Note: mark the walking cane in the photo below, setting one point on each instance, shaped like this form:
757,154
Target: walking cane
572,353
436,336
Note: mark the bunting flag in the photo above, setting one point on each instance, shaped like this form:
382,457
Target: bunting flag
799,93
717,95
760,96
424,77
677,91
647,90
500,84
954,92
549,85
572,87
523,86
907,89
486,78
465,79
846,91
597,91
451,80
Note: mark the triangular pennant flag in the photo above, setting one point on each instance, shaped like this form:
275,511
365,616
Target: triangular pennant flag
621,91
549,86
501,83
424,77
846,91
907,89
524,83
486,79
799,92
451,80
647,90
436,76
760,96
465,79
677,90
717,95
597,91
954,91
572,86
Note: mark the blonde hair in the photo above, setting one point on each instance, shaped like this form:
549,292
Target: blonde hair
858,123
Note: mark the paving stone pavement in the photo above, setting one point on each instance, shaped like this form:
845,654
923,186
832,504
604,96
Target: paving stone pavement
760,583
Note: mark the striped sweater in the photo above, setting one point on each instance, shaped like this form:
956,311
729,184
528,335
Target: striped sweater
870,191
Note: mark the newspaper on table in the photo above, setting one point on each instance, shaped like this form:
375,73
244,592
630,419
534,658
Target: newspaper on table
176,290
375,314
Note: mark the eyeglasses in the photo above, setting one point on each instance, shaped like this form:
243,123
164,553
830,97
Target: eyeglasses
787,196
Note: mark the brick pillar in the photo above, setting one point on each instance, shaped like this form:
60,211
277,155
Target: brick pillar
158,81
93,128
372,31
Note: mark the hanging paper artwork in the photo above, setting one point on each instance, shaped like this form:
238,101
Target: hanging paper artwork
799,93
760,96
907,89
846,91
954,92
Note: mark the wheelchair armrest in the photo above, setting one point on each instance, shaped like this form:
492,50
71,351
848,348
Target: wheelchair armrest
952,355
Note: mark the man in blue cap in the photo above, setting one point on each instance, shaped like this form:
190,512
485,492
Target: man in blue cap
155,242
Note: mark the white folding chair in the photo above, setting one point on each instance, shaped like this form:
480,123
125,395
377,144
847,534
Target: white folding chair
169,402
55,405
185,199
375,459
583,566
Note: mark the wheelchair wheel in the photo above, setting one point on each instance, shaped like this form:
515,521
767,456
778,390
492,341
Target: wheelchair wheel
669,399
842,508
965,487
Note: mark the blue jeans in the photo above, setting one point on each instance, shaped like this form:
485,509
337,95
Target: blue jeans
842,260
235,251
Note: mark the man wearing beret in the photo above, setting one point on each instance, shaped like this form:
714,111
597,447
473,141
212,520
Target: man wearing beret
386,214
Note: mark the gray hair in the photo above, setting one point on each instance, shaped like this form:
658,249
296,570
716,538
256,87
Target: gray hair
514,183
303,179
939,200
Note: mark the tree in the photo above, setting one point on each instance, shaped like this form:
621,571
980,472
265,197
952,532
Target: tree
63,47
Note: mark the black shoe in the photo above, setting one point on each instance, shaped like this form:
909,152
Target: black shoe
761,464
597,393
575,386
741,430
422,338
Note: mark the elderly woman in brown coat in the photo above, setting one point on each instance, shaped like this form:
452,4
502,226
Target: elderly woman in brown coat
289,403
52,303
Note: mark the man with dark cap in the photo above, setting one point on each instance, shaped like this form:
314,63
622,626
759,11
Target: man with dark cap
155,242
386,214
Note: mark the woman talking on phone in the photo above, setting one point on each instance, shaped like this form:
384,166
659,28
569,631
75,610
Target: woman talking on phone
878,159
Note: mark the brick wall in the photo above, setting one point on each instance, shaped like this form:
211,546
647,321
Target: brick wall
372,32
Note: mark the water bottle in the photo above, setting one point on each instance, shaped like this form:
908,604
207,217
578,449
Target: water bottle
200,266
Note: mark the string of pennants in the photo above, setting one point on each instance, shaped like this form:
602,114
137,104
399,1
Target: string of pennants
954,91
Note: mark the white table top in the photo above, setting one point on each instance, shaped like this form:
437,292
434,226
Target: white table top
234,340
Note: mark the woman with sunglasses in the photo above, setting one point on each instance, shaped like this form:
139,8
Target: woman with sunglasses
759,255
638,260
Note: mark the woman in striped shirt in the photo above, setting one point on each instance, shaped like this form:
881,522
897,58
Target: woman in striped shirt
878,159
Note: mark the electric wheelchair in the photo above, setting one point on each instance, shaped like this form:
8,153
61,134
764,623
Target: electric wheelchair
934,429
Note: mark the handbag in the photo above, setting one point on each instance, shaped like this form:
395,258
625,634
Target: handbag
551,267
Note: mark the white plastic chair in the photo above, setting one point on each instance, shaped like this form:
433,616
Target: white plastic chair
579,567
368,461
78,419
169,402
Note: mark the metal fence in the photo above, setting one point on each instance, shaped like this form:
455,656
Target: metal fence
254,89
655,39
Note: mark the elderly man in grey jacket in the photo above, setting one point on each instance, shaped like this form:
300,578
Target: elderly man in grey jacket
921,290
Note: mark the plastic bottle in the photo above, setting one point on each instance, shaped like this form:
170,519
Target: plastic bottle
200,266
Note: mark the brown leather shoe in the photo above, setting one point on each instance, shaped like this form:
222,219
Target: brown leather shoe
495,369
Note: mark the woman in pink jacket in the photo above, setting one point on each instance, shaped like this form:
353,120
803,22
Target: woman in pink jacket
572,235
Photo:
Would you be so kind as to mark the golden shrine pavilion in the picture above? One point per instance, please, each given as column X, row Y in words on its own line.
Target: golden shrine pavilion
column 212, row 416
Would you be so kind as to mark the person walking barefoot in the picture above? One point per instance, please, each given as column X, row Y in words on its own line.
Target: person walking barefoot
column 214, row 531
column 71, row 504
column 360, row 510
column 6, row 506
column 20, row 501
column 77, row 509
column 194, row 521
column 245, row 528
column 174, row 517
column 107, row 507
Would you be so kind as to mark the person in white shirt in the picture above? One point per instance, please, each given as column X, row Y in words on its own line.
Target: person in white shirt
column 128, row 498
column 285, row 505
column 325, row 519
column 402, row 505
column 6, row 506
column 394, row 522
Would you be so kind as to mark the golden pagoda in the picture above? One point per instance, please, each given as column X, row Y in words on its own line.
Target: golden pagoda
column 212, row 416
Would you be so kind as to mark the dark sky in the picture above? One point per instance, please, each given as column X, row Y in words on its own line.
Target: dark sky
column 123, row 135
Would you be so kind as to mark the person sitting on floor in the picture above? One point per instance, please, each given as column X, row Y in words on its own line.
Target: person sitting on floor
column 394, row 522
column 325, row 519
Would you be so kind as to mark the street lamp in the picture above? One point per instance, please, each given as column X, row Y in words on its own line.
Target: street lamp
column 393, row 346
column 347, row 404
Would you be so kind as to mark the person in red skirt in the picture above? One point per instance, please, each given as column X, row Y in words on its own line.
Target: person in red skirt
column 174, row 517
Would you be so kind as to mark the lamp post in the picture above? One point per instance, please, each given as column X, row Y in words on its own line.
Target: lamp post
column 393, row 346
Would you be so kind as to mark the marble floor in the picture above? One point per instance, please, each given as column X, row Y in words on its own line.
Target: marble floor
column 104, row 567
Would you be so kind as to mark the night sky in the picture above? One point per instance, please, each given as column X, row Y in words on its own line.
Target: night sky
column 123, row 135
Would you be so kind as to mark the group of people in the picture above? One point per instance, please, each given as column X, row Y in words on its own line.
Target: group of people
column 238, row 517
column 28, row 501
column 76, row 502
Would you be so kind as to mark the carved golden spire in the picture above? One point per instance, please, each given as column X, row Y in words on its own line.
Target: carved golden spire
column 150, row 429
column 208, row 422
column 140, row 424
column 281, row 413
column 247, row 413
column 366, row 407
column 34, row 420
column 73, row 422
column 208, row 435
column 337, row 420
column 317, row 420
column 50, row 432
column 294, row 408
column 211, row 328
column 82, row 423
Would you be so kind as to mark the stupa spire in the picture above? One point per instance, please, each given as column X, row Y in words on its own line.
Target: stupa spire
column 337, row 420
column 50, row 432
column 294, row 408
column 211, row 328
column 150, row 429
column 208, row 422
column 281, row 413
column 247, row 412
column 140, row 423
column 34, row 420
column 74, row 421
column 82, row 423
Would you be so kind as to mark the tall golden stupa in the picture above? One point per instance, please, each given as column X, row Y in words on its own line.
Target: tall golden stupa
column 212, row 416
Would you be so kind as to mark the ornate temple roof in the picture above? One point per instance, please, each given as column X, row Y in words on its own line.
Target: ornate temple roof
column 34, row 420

____

● EXERCISE PROMPT: Copy the lines above exactly, starting at the line that contains "Would you be so kind as to mark the tall" and ending with the last line.

● FINAL RESULT:
Would you be so kind as to mark the tall golden stupa in the picture above? One point per instance, please, each given as column X, row Y in words on its own line.
Target: tall golden stupa
column 212, row 416
Would you be so kind as to mark the ornate temple roof in the picture above? One point per instance, please, each given as column X, row Y in words on its own line.
Target: ornate temple roof
column 34, row 420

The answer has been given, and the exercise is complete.